__Excerpt__.

····················

You Don’t Parent the Same Way
This is quite common in any parenting situation. One parent is the good cop, the other is the de-facto disciplinarian. If this is discussed and agreed upon, that’s fine. A big problem occurs when it’s not. In time, resentments can fester. Especially if the frustrations are not acknowledged or discussed. “When you avoid talking about it or, even worse, you undermine each other thinking your way is best for the child,” says Ross.
You Feel Disconnected
When it feels as though you and your spouse are just going through the motions of living together, paying the bills, doing the chores, taking care of the kids, rather than actually connecting and working at your lives together, that’s a sign that things need to change. Sometimes, that sense of disconnection can be so pervasive that you both can feel alone and isolated even when you’re together. “Feeling alone with your mate indicates the loss of warmth and togetherness often found in good marriages,” says Dr. Gail Gross, a nationally recognized family and child development expert, author, and lecturer. “There is nothing as lonely as being alone in a marriage.”
You Fight Dirty
Even the healthiest marriages have disagreements. Those disagreements even turn into full-blown fights at times. But, if you hit below the belt during an argument, or fall back on using remarks that are designed to hurt, as opposed to constructive comments that address the problem, that’s a sign that the marriage is in trouble. According to Gross, “Phrases such as, ‘I hate you,’ ‘pack your bags,’ ‘I never want to see you again,’ or ‘I want a divorce,’ can actually force you into a situation from which there is no return.”

····················

__Data for analysis__.

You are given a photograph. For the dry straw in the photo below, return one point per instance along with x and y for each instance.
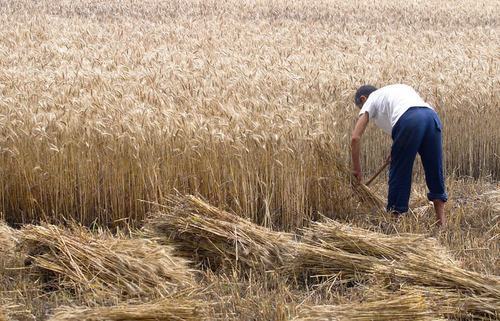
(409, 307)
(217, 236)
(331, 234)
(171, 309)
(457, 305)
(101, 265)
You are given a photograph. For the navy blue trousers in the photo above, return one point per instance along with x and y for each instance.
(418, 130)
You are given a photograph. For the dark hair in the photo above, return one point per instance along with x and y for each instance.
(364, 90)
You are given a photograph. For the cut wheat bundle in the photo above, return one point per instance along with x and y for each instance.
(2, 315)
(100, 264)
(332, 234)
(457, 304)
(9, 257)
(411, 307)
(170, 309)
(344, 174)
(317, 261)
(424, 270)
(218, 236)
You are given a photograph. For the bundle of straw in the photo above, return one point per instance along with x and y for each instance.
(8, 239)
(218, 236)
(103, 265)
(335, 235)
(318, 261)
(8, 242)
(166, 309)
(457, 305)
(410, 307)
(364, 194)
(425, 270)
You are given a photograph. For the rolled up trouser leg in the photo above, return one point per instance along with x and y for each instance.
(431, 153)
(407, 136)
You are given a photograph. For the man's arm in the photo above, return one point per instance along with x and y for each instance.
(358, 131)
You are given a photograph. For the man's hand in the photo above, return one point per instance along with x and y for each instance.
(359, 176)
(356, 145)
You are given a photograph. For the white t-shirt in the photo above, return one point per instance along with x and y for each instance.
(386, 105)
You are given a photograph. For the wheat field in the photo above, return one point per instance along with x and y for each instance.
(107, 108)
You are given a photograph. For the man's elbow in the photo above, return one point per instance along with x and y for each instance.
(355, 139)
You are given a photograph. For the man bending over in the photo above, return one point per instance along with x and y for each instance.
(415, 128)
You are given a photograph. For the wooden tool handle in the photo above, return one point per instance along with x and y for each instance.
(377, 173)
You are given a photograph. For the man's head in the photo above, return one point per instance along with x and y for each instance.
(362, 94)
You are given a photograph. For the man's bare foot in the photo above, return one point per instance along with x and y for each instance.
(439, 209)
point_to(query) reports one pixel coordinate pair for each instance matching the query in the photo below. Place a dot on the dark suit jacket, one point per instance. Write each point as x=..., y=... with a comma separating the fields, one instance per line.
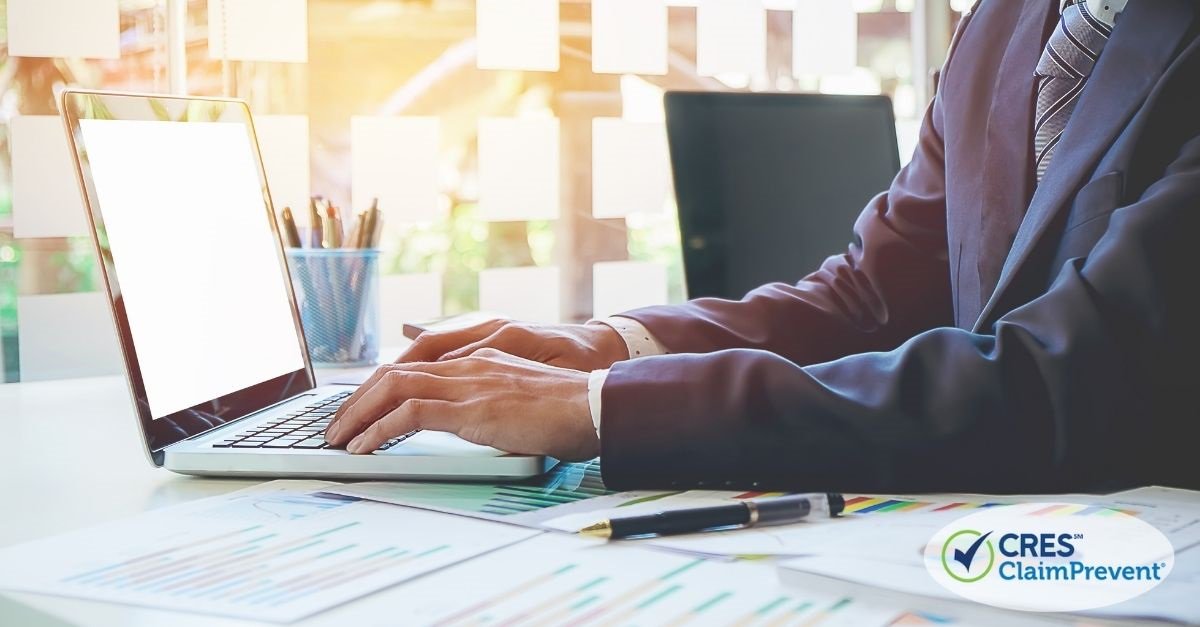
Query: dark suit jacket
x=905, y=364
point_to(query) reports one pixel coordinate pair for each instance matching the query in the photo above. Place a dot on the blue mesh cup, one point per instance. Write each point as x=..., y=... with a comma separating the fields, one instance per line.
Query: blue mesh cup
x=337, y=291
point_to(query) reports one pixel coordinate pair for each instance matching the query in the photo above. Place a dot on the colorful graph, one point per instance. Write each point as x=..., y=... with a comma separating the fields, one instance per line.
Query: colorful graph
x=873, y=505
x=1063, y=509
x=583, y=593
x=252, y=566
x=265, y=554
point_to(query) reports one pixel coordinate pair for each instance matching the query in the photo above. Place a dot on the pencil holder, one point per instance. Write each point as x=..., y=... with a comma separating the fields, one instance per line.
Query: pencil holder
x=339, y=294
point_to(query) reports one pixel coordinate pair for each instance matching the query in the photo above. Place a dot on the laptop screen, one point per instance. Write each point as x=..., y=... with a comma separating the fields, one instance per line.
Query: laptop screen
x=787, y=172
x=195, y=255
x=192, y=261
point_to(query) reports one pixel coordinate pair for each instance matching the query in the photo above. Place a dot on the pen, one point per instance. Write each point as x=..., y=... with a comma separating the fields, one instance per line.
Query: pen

····················

__Activity A__.
Answer each question about the excerpt on signs of marriage trouble in one line:
(i) When one parent is the good cop, what is the other?
(ii) Who is quoted as saying "There is nothing as lonely as being alone in a marriage"?
(iii) What kind of comments does the excerpt contrast with remarks that are designed to hurt?
__Activity B__. Please write a continuation of the excerpt on signs of marriage trouble, picking up after its final sentence.

__Expected answer A__.
(i) The de-facto disciplinarian.
(ii) Dr. Gail Gross.
(iii) Constructive comments that address the problem.

__Expected answer B__.
You Hold Grudges
In a marriage, you have to let things go. You’re not always going to agree, you’re not always going to get along, and inevitably, one of you is going to piss the other one off. The key is, when that happens, to be able to let it go. If you hold on to resentments or harbor bad feelings, they will infect every other aspect of how you and your spouse relate to each other. If you’re harboring grudges, then it’s time to get help. “This failure to resolve or to forgive needs to be worked out,” says Marin County–based marriage and family therapist Jacob Brown, “or it can inhibit any communication and affection between the partners.”
You Fantasize About Leaving
Okay, let’s be honest. In the wake of a particularly frustrating argument, we’ve all thought about just packing up and splitting town. But, once the anger has passed, those thoughts dissipate and you and your spouse move on with your lives. However, when those feelings begin to become more persistent, and you start actually imagining life as a single person, or with another partner, it’s a sign that you’ve checked out of this relationship. “If one of the partners is thinking about [leaving] on a regular basis,” says Brown, “checking apartment listings, going online to search for information on divorce, this represents a significant problem.”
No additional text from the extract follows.